--- Begin ---

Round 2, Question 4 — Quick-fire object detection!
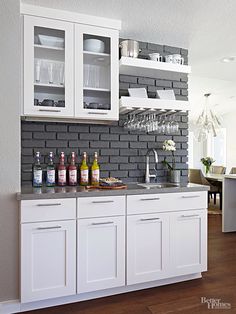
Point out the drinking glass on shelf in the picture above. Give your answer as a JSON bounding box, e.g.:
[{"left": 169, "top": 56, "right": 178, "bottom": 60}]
[
  {"left": 59, "top": 63, "right": 65, "bottom": 85},
  {"left": 35, "top": 60, "right": 41, "bottom": 83},
  {"left": 124, "top": 112, "right": 179, "bottom": 134},
  {"left": 84, "top": 64, "right": 91, "bottom": 87},
  {"left": 47, "top": 62, "right": 54, "bottom": 84},
  {"left": 94, "top": 65, "right": 100, "bottom": 88}
]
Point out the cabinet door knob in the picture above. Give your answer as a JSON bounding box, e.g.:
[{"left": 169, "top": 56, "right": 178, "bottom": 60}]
[
  {"left": 38, "top": 109, "right": 61, "bottom": 112},
  {"left": 140, "top": 217, "right": 160, "bottom": 221},
  {"left": 88, "top": 111, "right": 108, "bottom": 115},
  {"left": 37, "top": 226, "right": 62, "bottom": 230},
  {"left": 180, "top": 215, "right": 199, "bottom": 218},
  {"left": 181, "top": 195, "right": 200, "bottom": 198},
  {"left": 140, "top": 197, "right": 160, "bottom": 201},
  {"left": 91, "top": 221, "right": 114, "bottom": 226},
  {"left": 92, "top": 200, "right": 114, "bottom": 204},
  {"left": 36, "top": 203, "right": 61, "bottom": 207}
]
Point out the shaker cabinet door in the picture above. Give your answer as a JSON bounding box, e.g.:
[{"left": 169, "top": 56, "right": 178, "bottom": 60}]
[
  {"left": 23, "top": 16, "right": 74, "bottom": 117},
  {"left": 170, "top": 210, "right": 207, "bottom": 276},
  {"left": 127, "top": 213, "right": 169, "bottom": 285},
  {"left": 75, "top": 24, "right": 119, "bottom": 120},
  {"left": 77, "top": 216, "right": 125, "bottom": 293},
  {"left": 21, "top": 221, "right": 76, "bottom": 303}
]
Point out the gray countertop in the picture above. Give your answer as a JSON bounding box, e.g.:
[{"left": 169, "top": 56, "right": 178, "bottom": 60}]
[{"left": 17, "top": 183, "right": 209, "bottom": 201}]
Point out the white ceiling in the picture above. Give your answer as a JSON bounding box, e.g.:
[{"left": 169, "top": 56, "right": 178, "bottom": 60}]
[{"left": 22, "top": 0, "right": 236, "bottom": 118}]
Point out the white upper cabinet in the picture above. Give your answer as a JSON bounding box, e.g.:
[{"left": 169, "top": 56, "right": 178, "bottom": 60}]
[
  {"left": 22, "top": 15, "right": 119, "bottom": 122},
  {"left": 75, "top": 24, "right": 119, "bottom": 120},
  {"left": 23, "top": 16, "right": 74, "bottom": 117}
]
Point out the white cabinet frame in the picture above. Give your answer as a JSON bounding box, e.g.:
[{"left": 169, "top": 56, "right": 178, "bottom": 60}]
[
  {"left": 23, "top": 16, "right": 74, "bottom": 118},
  {"left": 21, "top": 220, "right": 76, "bottom": 303},
  {"left": 77, "top": 216, "right": 125, "bottom": 293},
  {"left": 75, "top": 24, "right": 119, "bottom": 120}
]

--- End ---

# [PROBLEM DESCRIPTION]
Retype all of the entries above word for word, leaving out the pictures.

# [RESPONSE TO THE EXERCISE]
Round 2, Question 4 — Quick-fire object detection!
Point out the drinking glass on shelf in the picture above. Give your answer as a JSON bounding box, e.g.:
[{"left": 169, "top": 56, "right": 178, "bottom": 60}]
[
  {"left": 59, "top": 63, "right": 65, "bottom": 85},
  {"left": 35, "top": 60, "right": 41, "bottom": 83},
  {"left": 124, "top": 112, "right": 179, "bottom": 134},
  {"left": 84, "top": 64, "right": 91, "bottom": 87},
  {"left": 47, "top": 62, "right": 54, "bottom": 84},
  {"left": 94, "top": 65, "right": 100, "bottom": 88}
]
Point out the cabinet door knob in the picture above. Give your answer as a JSON bounding box, e.g.:
[{"left": 169, "top": 56, "right": 178, "bottom": 60}]
[
  {"left": 38, "top": 109, "right": 61, "bottom": 112},
  {"left": 140, "top": 217, "right": 160, "bottom": 221},
  {"left": 88, "top": 111, "right": 108, "bottom": 115},
  {"left": 37, "top": 226, "right": 62, "bottom": 230},
  {"left": 180, "top": 215, "right": 199, "bottom": 218},
  {"left": 181, "top": 195, "right": 200, "bottom": 198},
  {"left": 140, "top": 197, "right": 160, "bottom": 201},
  {"left": 91, "top": 221, "right": 114, "bottom": 226},
  {"left": 92, "top": 200, "right": 114, "bottom": 204},
  {"left": 36, "top": 203, "right": 61, "bottom": 207}
]
Point out the shaker cabinet door in the picture above. Give your answer as a JSON bounding box, e.g.:
[{"left": 169, "top": 56, "right": 178, "bottom": 60}]
[
  {"left": 23, "top": 16, "right": 74, "bottom": 117},
  {"left": 170, "top": 210, "right": 207, "bottom": 276},
  {"left": 127, "top": 213, "right": 169, "bottom": 285},
  {"left": 75, "top": 24, "right": 119, "bottom": 120},
  {"left": 77, "top": 216, "right": 125, "bottom": 293},
  {"left": 21, "top": 221, "right": 76, "bottom": 303}
]
Point out the gray countertop in the picture above. Give your answer as a JSON bounding box, e.g.:
[{"left": 169, "top": 56, "right": 178, "bottom": 60}]
[{"left": 17, "top": 183, "right": 209, "bottom": 201}]
Point out the white ceiling in the picture above. Give your answer as a JSON bounding box, e.g.:
[{"left": 169, "top": 56, "right": 178, "bottom": 60}]
[{"left": 22, "top": 0, "right": 236, "bottom": 118}]
Point out the white upper cabinet in the picture above. Give your answer as a JSON bounding box, e.g.:
[{"left": 169, "top": 56, "right": 178, "bottom": 60}]
[
  {"left": 22, "top": 15, "right": 119, "bottom": 122},
  {"left": 75, "top": 24, "right": 119, "bottom": 120},
  {"left": 23, "top": 16, "right": 74, "bottom": 117}
]
Point out the white cabinet frame in the picture above. Give your answer as a JSON bounding box, e.g.:
[{"left": 169, "top": 56, "right": 178, "bottom": 60}]
[
  {"left": 23, "top": 16, "right": 74, "bottom": 118},
  {"left": 21, "top": 220, "right": 76, "bottom": 303},
  {"left": 77, "top": 216, "right": 125, "bottom": 293},
  {"left": 75, "top": 24, "right": 119, "bottom": 120}
]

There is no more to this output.